EXTRACTED DATA
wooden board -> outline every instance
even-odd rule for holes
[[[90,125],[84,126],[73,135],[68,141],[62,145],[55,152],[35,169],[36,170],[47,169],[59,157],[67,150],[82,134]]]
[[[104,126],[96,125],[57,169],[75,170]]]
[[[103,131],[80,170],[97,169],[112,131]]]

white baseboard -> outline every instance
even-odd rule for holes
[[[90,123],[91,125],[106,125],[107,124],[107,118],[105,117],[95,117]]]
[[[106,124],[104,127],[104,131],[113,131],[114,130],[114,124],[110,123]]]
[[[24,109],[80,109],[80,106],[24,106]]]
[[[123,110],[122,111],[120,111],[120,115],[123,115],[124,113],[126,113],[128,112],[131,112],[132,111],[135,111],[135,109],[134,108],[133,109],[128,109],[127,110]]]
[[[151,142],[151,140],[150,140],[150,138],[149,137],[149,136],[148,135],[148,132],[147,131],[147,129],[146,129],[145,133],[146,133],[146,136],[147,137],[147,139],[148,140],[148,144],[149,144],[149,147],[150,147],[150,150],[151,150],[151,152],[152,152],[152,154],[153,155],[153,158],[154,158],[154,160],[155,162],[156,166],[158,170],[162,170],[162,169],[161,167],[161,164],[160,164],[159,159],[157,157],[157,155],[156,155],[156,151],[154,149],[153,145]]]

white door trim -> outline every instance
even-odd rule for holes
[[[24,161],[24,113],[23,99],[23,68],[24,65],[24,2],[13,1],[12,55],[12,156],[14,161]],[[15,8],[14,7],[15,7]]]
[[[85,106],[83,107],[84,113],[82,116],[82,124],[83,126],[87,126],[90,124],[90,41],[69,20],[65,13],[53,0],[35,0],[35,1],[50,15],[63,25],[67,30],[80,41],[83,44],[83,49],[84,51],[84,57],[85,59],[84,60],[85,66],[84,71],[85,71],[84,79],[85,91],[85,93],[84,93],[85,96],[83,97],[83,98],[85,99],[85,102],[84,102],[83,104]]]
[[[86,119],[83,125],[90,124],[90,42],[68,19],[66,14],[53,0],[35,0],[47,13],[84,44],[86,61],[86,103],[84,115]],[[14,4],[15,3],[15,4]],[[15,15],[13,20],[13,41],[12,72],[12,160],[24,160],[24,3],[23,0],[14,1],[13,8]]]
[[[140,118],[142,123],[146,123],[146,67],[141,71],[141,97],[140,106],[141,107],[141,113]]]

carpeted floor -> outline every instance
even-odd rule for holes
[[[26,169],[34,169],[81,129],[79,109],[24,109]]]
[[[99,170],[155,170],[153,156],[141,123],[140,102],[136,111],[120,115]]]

TASK BRIEF
Please rewrite all the entries above as a single numbered list, one line per item, leaving out the blank lines.

FULL ANSWER
1. wooden board -> outline every instance
2. even-odd rule for holes
3. [[[90,125],[84,126],[73,135],[68,141],[62,145],[55,152],[35,169],[36,170],[47,169],[59,157],[67,150],[82,134]]]
4. [[[104,126],[96,125],[57,169],[75,170]]]
5. [[[103,131],[80,170],[97,169],[112,131]]]
6. white baseboard -> outline every instance
7. even-odd rule for holes
8. [[[90,123],[91,125],[106,125],[107,124],[107,118],[105,117],[95,117]]]
9. [[[106,124],[104,127],[104,131],[113,131],[114,130],[114,124],[110,123]]]
10. [[[24,109],[80,109],[80,106],[24,106]]]
11. [[[123,110],[122,111],[120,111],[120,115],[123,115],[124,113],[126,113],[128,112],[131,112],[132,111],[135,111],[135,109],[134,108],[133,109],[128,109],[127,110]]]
12. [[[151,142],[151,140],[150,140],[150,138],[149,137],[149,136],[148,135],[148,132],[147,131],[147,129],[146,129],[145,133],[146,133],[146,136],[147,137],[147,139],[148,140],[148,144],[149,144],[149,147],[150,147],[150,150],[151,150],[151,152],[152,152],[152,154],[153,155],[153,158],[154,158],[154,160],[155,162],[156,166],[158,170],[162,170],[162,169],[161,167],[161,164],[160,164],[159,159],[157,157],[157,155],[156,155],[156,151],[154,149],[153,145]]]
13. white door trim -> outline every instance
14. even-odd rule for holes
15. [[[24,161],[24,113],[23,99],[23,68],[24,65],[24,2],[13,1],[12,55],[12,156],[14,161]],[[15,8],[14,7],[15,7]]]
16. [[[85,106],[83,107],[84,113],[82,116],[82,124],[83,126],[87,126],[90,124],[90,41],[69,20],[65,13],[53,0],[35,0],[35,1],[50,15],[63,25],[67,30],[80,41],[83,44],[83,49],[84,51],[84,57],[85,59],[84,60],[85,66],[84,71],[85,71],[84,79],[85,91],[85,93],[84,93],[85,96],[83,97],[83,98],[85,99],[85,102],[84,102],[83,104]]]
17. [[[86,119],[83,125],[90,124],[90,42],[68,19],[66,14],[53,0],[35,0],[47,13],[84,44],[86,61],[86,103],[84,115]],[[14,4],[15,3],[15,4]],[[15,15],[13,20],[13,41],[12,72],[12,160],[24,160],[24,3],[23,0],[14,1],[13,8]]]
18. [[[140,118],[142,123],[146,123],[146,67],[141,71],[141,97],[140,106],[141,107],[141,113]]]
19. carpeted floor -> outline every instance
20. even-odd rule for holes
21. [[[26,169],[34,169],[81,129],[79,109],[24,109]]]
22. [[[99,170],[155,170],[153,156],[141,123],[140,102],[136,111],[120,115]]]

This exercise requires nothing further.